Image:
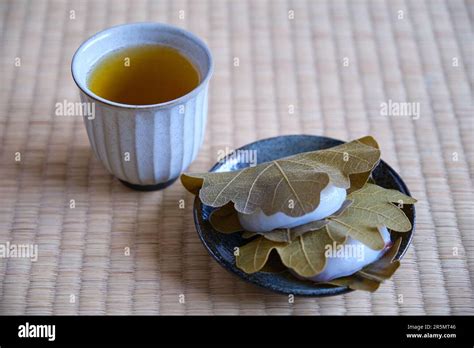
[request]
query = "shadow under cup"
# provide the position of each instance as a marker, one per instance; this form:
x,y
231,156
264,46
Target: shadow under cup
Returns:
x,y
145,146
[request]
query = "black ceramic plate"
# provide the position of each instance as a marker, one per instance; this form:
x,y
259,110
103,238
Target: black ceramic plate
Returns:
x,y
221,246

### Aim:
Keep the pictures out of the copy and return the rest of the data above exactly.

### Written response:
Image:
[request]
query = "shadow under cup"
# provide the position of each instance as a marker, one per instance; this form:
x,y
231,156
264,46
Target: shadow under cup
Returns:
x,y
145,146
[request]
query = "black ceramic plate"
# provide the position of each instance as a marker, one per instance; this form:
x,y
259,110
103,238
Target: black ceramic plate
Returns:
x,y
221,246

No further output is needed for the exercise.